→ **Exercise aim**
Copy the material below word for word, leaving out the pictures.

→ **Available data**
START
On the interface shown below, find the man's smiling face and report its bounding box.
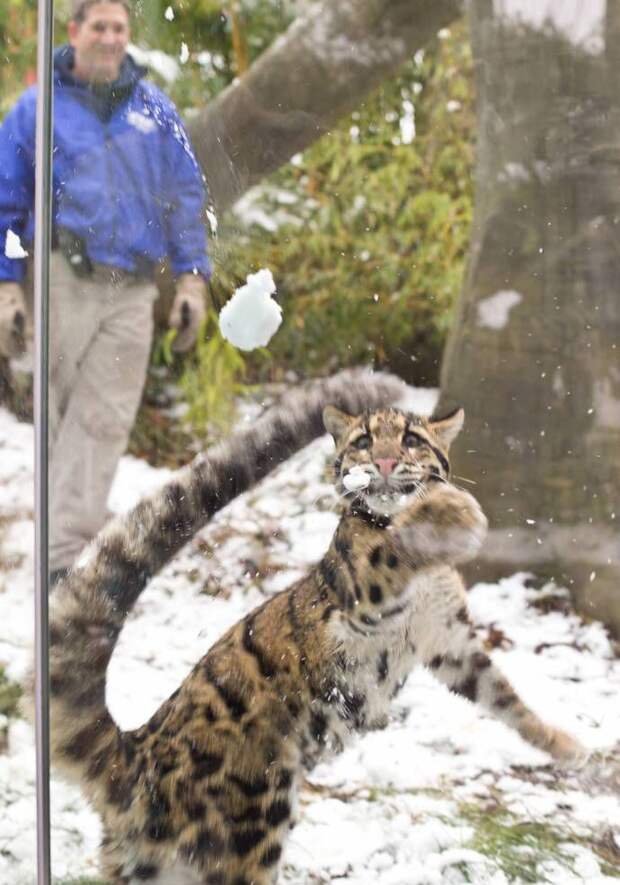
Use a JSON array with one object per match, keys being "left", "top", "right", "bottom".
[{"left": 69, "top": 0, "right": 129, "bottom": 83}]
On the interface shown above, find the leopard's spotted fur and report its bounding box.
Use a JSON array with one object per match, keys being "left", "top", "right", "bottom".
[{"left": 41, "top": 390, "right": 580, "bottom": 885}]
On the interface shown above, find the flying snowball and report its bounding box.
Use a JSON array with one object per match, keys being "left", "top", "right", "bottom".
[
  {"left": 342, "top": 464, "right": 370, "bottom": 492},
  {"left": 220, "top": 268, "right": 282, "bottom": 350}
]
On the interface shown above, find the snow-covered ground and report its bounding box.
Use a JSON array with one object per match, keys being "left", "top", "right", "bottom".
[{"left": 0, "top": 391, "right": 620, "bottom": 885}]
END
→ **Solution for this exercise**
On the interface shown below, find the man's smiling face and report its bounding box.
Use a JSON array with one object per match, keys being "left", "top", "right", "bottom".
[{"left": 69, "top": 0, "right": 129, "bottom": 83}]
On the interface shown above, find the leopard's spotted fur and report its bounding box.
Use a JSON array with one object per match, keys being "left", "top", "right", "bottom".
[{"left": 41, "top": 390, "right": 580, "bottom": 885}]
On the interface shown above, find the flying snowball and report its bounding box.
Use a JSON array with one object per match, keys being "left", "top", "right", "bottom".
[
  {"left": 342, "top": 464, "right": 370, "bottom": 492},
  {"left": 220, "top": 268, "right": 282, "bottom": 350}
]
On the interface shown above, find the snow-covered ground and report its bounding box.
Use a JSON array with one object per match, keys being "left", "top", "right", "bottom".
[{"left": 0, "top": 391, "right": 620, "bottom": 885}]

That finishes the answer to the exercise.